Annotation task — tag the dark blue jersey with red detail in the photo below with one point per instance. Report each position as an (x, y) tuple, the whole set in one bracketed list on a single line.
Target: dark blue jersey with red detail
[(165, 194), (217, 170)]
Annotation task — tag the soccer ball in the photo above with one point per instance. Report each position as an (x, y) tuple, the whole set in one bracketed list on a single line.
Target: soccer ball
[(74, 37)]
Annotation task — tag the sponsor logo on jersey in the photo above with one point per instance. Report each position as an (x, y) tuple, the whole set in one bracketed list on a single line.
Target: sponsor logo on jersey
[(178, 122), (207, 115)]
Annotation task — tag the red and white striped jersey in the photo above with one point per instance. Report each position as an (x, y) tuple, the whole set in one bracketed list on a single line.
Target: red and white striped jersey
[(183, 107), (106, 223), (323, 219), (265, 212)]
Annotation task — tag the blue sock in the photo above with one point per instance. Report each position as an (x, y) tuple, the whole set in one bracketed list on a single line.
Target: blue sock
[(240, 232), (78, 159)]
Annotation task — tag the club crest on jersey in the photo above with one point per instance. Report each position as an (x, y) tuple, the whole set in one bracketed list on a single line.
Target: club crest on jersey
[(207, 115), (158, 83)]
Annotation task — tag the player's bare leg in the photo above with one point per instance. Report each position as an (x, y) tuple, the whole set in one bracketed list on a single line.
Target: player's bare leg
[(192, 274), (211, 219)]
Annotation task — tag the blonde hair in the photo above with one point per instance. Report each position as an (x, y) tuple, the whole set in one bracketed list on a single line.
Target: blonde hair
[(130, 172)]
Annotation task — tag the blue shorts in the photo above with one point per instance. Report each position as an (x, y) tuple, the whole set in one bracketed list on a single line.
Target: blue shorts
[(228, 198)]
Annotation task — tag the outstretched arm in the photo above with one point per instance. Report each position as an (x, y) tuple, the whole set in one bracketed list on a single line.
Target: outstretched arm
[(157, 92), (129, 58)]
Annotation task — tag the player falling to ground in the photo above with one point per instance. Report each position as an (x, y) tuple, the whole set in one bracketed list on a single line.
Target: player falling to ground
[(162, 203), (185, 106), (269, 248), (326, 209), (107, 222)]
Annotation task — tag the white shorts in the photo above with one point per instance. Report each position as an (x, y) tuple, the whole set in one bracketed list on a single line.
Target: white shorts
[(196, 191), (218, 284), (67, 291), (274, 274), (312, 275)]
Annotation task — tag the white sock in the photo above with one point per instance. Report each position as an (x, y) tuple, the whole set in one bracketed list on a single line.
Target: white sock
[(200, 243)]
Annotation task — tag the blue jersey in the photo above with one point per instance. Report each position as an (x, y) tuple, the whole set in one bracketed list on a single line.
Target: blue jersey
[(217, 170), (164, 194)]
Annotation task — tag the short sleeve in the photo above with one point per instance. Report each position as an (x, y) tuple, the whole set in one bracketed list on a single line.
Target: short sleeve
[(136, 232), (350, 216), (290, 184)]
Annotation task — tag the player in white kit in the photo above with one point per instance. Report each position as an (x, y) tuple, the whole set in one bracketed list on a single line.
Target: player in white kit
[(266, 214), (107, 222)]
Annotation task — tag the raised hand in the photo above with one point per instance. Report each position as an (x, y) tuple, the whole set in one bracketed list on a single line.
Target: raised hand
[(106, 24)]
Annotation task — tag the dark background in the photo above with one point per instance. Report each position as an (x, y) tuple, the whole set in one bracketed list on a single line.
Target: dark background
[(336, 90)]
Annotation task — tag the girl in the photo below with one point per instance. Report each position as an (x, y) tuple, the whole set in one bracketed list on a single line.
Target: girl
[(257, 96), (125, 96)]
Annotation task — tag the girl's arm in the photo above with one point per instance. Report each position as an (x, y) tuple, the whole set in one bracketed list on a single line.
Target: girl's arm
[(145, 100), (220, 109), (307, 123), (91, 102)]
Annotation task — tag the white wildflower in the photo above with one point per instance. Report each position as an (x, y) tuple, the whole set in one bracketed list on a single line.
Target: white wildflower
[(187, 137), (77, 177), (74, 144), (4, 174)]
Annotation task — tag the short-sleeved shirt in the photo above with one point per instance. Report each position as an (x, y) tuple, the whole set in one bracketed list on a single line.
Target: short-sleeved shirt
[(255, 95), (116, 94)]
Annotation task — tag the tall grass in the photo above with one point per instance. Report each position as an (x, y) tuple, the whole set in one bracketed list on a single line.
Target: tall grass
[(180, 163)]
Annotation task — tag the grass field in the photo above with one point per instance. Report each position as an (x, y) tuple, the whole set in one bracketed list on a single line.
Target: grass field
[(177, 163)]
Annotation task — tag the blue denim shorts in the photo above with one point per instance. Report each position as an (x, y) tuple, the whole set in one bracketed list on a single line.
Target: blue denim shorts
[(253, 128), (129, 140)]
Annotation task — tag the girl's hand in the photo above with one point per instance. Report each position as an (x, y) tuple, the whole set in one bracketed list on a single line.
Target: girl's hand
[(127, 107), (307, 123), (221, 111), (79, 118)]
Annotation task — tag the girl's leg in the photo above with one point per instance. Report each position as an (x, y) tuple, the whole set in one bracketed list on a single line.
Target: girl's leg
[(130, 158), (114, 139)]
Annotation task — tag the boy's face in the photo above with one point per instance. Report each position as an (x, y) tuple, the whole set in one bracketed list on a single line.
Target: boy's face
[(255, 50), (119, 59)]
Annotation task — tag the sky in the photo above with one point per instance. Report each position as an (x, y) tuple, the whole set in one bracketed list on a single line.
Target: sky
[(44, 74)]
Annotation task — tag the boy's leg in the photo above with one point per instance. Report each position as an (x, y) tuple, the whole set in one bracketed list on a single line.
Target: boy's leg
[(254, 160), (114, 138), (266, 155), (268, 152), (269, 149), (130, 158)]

○ ○ ○ ○ ○ ○ ○

Reproduce all of the material above verbatim, from the first line through the last.

### Solution to the problem
Annotation task — tag the dark blue jersey with red detail in the photo below with one point per instance. Report each position as an (x, y) tuple, the whole set in one bracketed list on a single line.
Target: dark blue jersey with red detail
[(165, 194), (217, 170)]
Annotation task — tag the soccer ball in the photo above with one point per instance. Report each position as an (x, y) tuple, the whole set in one bracketed list on a single line.
Target: soccer ball
[(74, 37)]
Annotation task — tag the sponsor logo on jersey in the photo above with one point per instance. Report each position as an (x, y) tuple, the whole set in one bracketed list on a single line.
Target: sponsor logo on jersey
[(178, 122), (207, 115)]
Annotation task — tag the red and white striped jersey in the photo above with one point per instance. Report each position as an (x, y) tuple, the whole set in one bracketed list on a single line.
Target: red and white striped jersey
[(183, 107), (106, 223), (323, 219), (265, 212)]
Annotation task — tag the blue sock in the photo above with one point per instance. Report each position as an (x, y) tuple, the whole set in one bracketed list on a single line.
Target: blue sock
[(240, 232), (78, 159)]
Annotation task — tag the club crest on jersey in the photo above with one point per instance. Report each position as an (x, y) tuple, the whole set in one bracketed list on a single line.
Target: club crest on jersey
[(207, 115), (158, 83)]
Annotation task — tag the player's bare leg in the photo above with one point per instance. Report each position as an (x, y) tuple, the whole set in one bracketed list on a single line.
Target: player's bare leg
[(192, 274), (211, 219)]
Annotation task — tag the blonde hair in the photo above with one point per instance. Report each position as an (x, y) tuple, the whole set in one bracketed list on a single line.
Target: blonde hair
[(130, 172)]
Annotation task — tag the blue shorts in the photo above with one point per instance. Report each position as an (x, y) tuple, the whole set in one bracketed list on a single line.
Target: blue shorts
[(228, 198)]
Annotation task — tag the outstretched arm in the photo above with one point per instance. Report each position as an (x, y) tuple, the whole set in one bracketed list on a single line.
Target: outstretched arm
[(157, 92), (129, 58)]
Annotation task — tag the player falling to ground in the photo above with one point per instance. Report each position as an (x, y) tuple, the whole set in one bracketed list on a single line.
Target: player falling to ground
[(162, 203), (185, 106), (269, 248), (326, 209), (107, 222)]
Annotation task — tag the white shorts in the photo above with one point per instance. Report each position as an (x, y) tuple, the whole set in one bracketed list on a single line.
Target: white shorts
[(196, 191), (218, 284), (67, 291), (274, 274), (312, 275)]
Annotation task — tag the white sock in the photo above with one point per instance. Report each position as an (x, y) tuple, the whole set in one bracketed list on a single line.
Target: white sock
[(200, 243)]
Annotation task — tag the blue jersey in the photo above with one point per instance. Report each position as an (x, y) tuple, the whole set in one bracketed list on a single line.
Target: blue jersey
[(217, 170), (164, 194)]
Annotation task — tag the short sleeve in the photo above with one point per instance. Report each position as an (x, y) tuple, the whole set in one bracketed list on a single line.
Target: short sleeve
[(136, 232), (350, 216), (290, 184)]
Annotation task — tag the player in white kit in the photo above with one point per instance. Report each position as an (x, y) tuple, the whole set in one bracketed list on a single line.
Target: player in white kit
[(266, 214), (107, 222)]
Annotation task — tag the raised hand in the photo above with one point per instance. Report each position as an (x, y) tuple, the whole set in one bracketed list on a single line.
Target: raised hand
[(106, 24)]
Annotation task — tag the dark background in the photo above with one point per instance. Report each position as an (x, y) tuple, the whole set in one bracketed list on a single line.
Target: dark background
[(336, 90)]
Annotation task — tag the girl in the photo below with one point per instance. Report each position as an (x, y) tuple, the whole set in one bracketed list on a single line.
Target: girl
[(257, 96), (125, 96)]
Annotation task — tag the girl's arm in the photo above with one point per instance. Report each position as an (x, y) tuple, the whole set in one bracketed list on a single line.
Target: girl's arm
[(145, 100), (220, 109), (307, 123), (91, 102)]
Annotation task — tag the white wildflower in the photo above with one point per instance. Report each position as an (x, y) tuple, the whole set in one bracketed list on a single line.
Target: white wildflower
[(187, 137), (77, 177), (74, 144), (4, 174)]
Annotation task — tag the short-sleeved shirt in the photo above with one point per instance. Report each position as an (x, y) tuple, the whole set in one bracketed list on a single line.
Target: short-sleeved shirt
[(255, 95), (116, 94)]
Annotation task — tag the tall grass in the photo above with one point per instance. Report each position as an (x, y) tuple, the whole set in one bracketed list on a single line.
Target: tall grass
[(180, 163)]
Annotation task — tag the grass field in the photo above with one point per instance. Report each position as an (x, y) tuple, the whole set in one bracketed list on a single line.
Target: grass field
[(177, 163)]
Annotation task — tag the blue denim shorts in the photo above with one point per instance. Report each position as an (x, y) tuple, the whole set in one bracketed list on a single line.
Target: blue denim shorts
[(253, 128), (129, 140)]
Annotation task — tag the girl's hand in the photo above with one point per instance. Report each position as an (x, y) tuple, the whole set in one bracketed list on a single line.
Target: girl's hand
[(127, 107), (307, 123), (221, 111), (79, 118)]
Annotation task — tag the girl's leg in the photo above with one point per instance. Report each position as an (x, y) tuple, the whole set in one bracketed list on a single line.
Target: girl's leg
[(130, 158), (114, 139)]
Annotation task — tag the boy's face in the photo above with one point per instance. Report each position as an (x, y) tuple, the whole set in one bracketed list on a single line.
Target: boy's face
[(255, 50), (119, 59)]
Annotation task — tag the sky in the photo above with one point per instance. Report each position as an (x, y) tuple, the whole set in one bracketed list on a single line.
Target: sky
[(44, 74)]
Annotation task — tag the boy's leg in the photo above with one point per instance. Report each position as an (x, y) tuple, the whole set in one bracketed list on a single line.
Target: boy's leg
[(254, 160), (114, 138), (266, 155), (268, 152), (269, 149), (130, 158)]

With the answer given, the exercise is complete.